▶ **Compiti da svolgere**
(a) Elenca tutti i paesi che il brano sui droni killer nomina esplicitamente come luoghi in cui la Cia li ha usati.
(b) Per ciascuna affermazione indica se concorda con il brano sui droni killer, rispondendo sì o no e citando testualmente le parole decisive: (i) nel 2013 il Comando per le operazioni speciali del Pentagono ha ottenuto il controllo di tutte le operazioni dei droni; (ii) l'operatore che lancia i missili si trova negli Stati Uniti; (iii) l'uccisione di Lo Porto è avvenuta tre mesi prima dell'incontro tra Obama e Renzi.

▶ **Brano selezionato**

___

Que­sto reso­conto del New York Times con­ferma che il pre­si­dente Obama, quando ha incon­trato il pre­mier Renzi, non poteva non essere a cono­scenza dell’uccisione di Lo Porto con un drone Cia, avve­nuta tre mesi prima. Dimo­stra che il «tre­mendo dolore», da lui tar­di­va­mente espresso, non implica un cam­bio di poli­tica sull’uso dei droni kil­ler. È lo stesso Pre­si­dente degli Stati uniti (ripor­ta­vamo sul mani­fe­sto il 12 giu­gno 2012 in base a un’inchiesta del New York Times) ad appro­vare la “kill list”, aggior­nata di con­ti­nuo, com­pren­dente per­sone di tutto il mondo che, giu­di­cate nocive per gli Stati uniti e i loro inte­ressi, sono con­dan­nate segre­ta­mente a morte con l’accusa di ter­ro­ri­smo. Soprat­tutto quando «insieme al ter­ro­ri­sta, che verrà col­pito dal drone, c’è la fami­glia», spetta al Pre­si­dente «la valu­ta­zione morale finale». Giunto il nul­lao­sta del Pre­si­dente, l’operatore, como­da­mente seduto alla con­solle di comando del drone negli Stati uniti a 10mila km di distanza, lan­cia i mis­sili con­tro quella casa in Paki­stan o in un altro paese indi­cata come rifu­gio del ter­ro­ri­sta. È stata soprat­tutto la Cia a usare i droni kil­ler in Afgha­ni­stan, Paki­stan, Iraq, Yemen, Soma­lia e diversi altri paesi. Il Comando per le ope­ra­zioni spe­ciali del Pen­ta­gono, che effet­tua azioni paral­lele a quelle Cia, ha cer­cato nel 2013 di assu­mere il con­trollo di tutte le ope­ra­zioni dei droni, ma non c’è riuscito.

___

Materiale archiviato da una raccolta:
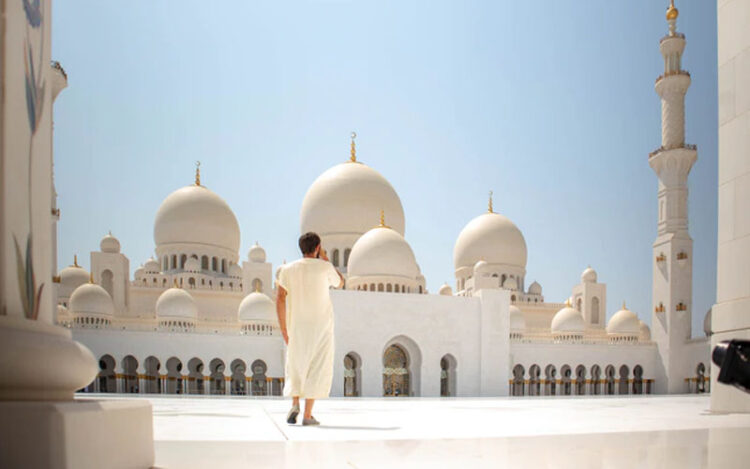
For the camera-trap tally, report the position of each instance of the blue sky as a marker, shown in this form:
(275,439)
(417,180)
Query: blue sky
(549,104)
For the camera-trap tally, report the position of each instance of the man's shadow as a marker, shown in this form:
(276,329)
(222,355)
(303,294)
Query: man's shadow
(350,427)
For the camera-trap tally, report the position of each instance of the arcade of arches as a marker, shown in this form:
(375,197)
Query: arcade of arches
(174,377)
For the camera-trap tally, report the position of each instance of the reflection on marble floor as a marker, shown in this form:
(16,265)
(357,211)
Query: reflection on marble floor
(623,432)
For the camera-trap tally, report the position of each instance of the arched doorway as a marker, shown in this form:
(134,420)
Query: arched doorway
(596,376)
(565,374)
(239,383)
(195,377)
(259,369)
(218,385)
(700,376)
(580,380)
(534,385)
(396,372)
(609,380)
(622,387)
(518,372)
(174,378)
(107,378)
(638,380)
(550,381)
(107,281)
(352,375)
(153,381)
(130,375)
(447,376)
(402,365)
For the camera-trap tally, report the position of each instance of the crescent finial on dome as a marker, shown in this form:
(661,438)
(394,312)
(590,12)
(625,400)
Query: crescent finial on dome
(353,157)
(672,12)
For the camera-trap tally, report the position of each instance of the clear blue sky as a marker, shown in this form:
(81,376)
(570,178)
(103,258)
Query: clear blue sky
(549,104)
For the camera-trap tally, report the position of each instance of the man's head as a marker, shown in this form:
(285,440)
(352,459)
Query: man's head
(309,244)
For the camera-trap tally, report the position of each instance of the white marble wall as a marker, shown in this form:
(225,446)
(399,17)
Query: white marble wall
(731,314)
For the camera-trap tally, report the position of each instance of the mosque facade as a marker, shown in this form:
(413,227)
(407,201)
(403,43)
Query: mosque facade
(198,319)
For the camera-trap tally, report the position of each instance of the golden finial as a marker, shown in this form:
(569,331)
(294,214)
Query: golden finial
(353,157)
(672,12)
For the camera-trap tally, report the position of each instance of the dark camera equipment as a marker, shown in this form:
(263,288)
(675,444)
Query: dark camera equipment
(733,359)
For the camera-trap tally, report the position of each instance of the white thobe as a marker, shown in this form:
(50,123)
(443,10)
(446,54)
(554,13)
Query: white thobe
(309,320)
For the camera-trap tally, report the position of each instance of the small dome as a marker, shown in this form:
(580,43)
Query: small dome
(193,265)
(256,254)
(109,244)
(71,278)
(535,288)
(493,238)
(517,322)
(152,266)
(707,323)
(644,334)
(481,267)
(568,319)
(90,298)
(624,322)
(588,276)
(176,303)
(382,251)
(235,271)
(257,307)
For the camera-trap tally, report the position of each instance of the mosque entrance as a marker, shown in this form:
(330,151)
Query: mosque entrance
(395,372)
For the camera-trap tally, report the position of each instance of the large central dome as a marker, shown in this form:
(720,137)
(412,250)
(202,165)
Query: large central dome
(196,215)
(492,238)
(347,198)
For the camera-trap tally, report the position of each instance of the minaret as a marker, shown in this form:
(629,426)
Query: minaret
(673,248)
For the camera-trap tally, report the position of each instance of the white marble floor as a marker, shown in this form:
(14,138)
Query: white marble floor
(650,432)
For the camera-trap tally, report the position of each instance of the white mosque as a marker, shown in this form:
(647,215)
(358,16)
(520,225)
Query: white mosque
(196,319)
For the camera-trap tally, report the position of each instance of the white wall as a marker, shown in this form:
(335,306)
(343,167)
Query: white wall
(731,314)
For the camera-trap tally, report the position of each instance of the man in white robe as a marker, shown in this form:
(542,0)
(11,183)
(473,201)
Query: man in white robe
(305,312)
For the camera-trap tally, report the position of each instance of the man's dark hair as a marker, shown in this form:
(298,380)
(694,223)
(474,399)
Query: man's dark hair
(308,242)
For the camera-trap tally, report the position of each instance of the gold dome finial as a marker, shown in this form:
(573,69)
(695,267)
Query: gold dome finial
(353,157)
(672,12)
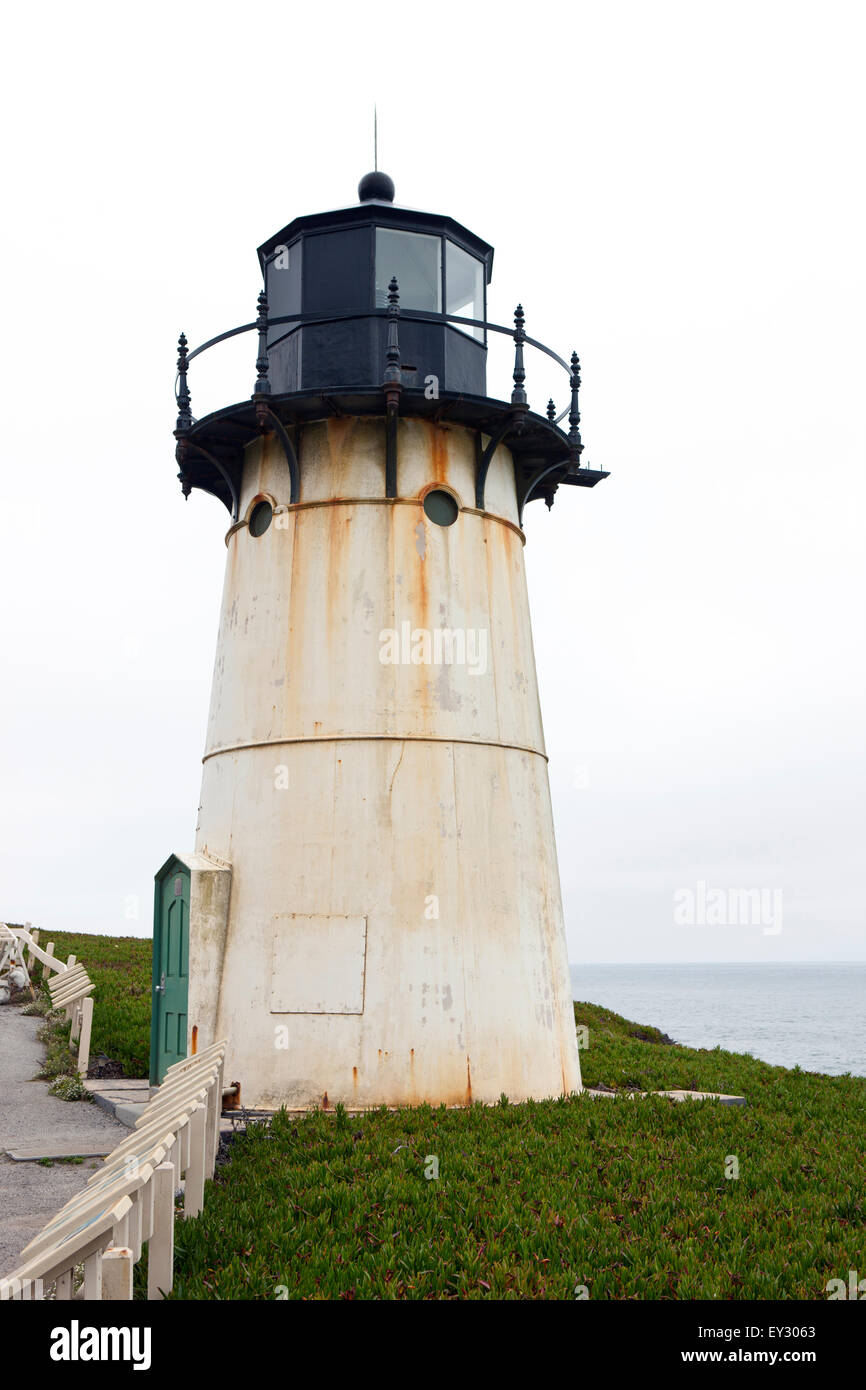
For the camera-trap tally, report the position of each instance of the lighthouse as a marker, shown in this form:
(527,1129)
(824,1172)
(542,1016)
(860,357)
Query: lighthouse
(371,913)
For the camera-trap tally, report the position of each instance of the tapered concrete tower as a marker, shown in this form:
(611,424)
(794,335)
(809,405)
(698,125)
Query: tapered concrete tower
(374,908)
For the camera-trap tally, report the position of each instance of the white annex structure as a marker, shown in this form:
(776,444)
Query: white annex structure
(384,919)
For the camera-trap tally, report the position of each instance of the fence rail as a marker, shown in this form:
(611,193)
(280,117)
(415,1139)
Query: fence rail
(70,987)
(129,1201)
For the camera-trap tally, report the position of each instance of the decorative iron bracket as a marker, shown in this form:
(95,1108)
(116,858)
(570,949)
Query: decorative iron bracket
(263,416)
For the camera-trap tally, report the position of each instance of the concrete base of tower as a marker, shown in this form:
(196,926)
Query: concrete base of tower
(384,947)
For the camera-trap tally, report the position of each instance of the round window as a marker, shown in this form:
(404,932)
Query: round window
(260,517)
(441,508)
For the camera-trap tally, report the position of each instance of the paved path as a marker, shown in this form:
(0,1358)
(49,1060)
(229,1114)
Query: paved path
(31,1194)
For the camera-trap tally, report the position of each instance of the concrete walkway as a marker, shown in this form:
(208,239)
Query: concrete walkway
(31,1194)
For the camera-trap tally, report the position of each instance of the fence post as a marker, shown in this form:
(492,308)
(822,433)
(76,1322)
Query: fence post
(93,1276)
(117,1275)
(160,1248)
(70,963)
(86,1026)
(193,1194)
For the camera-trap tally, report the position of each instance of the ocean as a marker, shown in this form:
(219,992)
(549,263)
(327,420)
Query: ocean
(798,1014)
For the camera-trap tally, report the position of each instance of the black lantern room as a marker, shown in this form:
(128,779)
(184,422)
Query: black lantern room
(342,263)
(377,309)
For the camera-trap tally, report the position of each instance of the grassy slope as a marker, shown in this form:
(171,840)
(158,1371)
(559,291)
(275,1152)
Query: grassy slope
(626,1197)
(120,969)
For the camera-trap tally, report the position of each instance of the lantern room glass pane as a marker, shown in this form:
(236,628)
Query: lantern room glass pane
(464,288)
(416,260)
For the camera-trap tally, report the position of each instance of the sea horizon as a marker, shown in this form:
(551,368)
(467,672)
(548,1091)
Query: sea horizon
(812,1016)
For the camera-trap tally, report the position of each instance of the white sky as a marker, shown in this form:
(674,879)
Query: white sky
(676,189)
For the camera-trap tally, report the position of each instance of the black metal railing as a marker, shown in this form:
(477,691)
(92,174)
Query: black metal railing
(391,382)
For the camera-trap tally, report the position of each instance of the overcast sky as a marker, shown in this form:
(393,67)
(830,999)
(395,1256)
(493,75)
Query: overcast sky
(676,189)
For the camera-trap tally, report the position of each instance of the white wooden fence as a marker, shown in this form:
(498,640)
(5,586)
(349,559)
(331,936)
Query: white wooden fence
(70,986)
(129,1200)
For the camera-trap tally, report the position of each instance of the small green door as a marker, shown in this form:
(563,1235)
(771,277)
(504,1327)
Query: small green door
(170,968)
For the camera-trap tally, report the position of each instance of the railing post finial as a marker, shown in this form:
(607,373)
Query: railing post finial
(263,385)
(519,396)
(576,446)
(184,399)
(392,381)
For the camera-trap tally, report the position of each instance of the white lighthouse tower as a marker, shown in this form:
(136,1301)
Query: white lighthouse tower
(374,911)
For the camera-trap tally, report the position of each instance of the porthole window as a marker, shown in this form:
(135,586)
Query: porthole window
(260,517)
(441,508)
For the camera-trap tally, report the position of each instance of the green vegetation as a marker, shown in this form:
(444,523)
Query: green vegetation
(628,1198)
(59,1062)
(624,1197)
(120,969)
(70,1089)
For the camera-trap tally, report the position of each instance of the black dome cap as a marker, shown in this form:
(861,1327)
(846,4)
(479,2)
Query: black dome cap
(376,186)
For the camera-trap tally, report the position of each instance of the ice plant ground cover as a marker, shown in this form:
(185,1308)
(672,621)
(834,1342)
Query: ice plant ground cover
(601,1198)
(120,969)
(584,1197)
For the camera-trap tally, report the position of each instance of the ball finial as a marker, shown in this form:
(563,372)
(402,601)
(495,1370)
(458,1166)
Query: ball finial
(376,186)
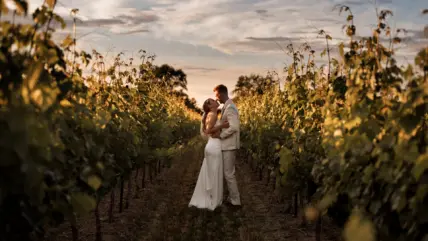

___

▶ **Risultati attesi**
(a) Afghanistan, Pakistan, Iraq, Yemen, Somalia

(b)
(i) No: «ma non c’è riuscito».
(ii) Sì: «negli Stati uniti a 10mila km di distanza».
(iii) Sì: «avve­nuta tre mesi prima».